- Record set
══════════
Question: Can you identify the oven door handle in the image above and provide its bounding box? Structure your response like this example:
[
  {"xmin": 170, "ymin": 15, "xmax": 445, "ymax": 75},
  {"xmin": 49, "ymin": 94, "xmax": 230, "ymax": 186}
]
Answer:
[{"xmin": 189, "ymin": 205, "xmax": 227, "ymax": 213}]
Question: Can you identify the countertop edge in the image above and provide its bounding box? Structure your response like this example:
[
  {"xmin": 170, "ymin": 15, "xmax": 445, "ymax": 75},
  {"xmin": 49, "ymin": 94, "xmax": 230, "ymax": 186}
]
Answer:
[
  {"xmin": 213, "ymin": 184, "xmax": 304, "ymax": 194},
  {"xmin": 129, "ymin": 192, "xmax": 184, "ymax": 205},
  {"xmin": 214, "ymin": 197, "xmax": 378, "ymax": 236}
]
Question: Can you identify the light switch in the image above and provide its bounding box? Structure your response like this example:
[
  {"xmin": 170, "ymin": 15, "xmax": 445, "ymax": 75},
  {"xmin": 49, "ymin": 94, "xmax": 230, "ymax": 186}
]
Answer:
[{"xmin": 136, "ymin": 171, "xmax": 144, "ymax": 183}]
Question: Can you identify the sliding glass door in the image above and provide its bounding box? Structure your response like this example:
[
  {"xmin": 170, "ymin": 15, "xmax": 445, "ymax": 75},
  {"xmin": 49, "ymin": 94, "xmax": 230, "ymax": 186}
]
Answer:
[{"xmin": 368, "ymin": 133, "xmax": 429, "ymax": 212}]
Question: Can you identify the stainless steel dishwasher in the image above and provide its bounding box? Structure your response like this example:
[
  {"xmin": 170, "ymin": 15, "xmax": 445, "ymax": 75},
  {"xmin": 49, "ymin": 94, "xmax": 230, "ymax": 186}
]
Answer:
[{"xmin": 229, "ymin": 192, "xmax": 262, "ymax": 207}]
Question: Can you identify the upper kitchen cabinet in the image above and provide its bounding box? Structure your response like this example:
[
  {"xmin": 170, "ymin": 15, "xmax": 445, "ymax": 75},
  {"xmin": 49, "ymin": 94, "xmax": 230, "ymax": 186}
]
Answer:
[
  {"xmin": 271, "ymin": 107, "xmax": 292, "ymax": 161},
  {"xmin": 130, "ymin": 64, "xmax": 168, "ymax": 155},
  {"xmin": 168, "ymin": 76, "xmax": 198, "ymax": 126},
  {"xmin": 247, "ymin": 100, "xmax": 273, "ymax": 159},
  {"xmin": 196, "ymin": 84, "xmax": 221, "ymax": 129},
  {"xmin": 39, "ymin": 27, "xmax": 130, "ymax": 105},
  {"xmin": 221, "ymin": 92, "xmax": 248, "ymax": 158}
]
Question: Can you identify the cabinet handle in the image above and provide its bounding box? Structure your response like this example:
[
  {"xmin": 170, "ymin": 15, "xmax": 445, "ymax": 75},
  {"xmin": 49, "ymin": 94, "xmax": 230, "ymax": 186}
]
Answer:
══════════
- What you will do
Give only the number of lines in the material above that contain the word "image".

- Task solution
7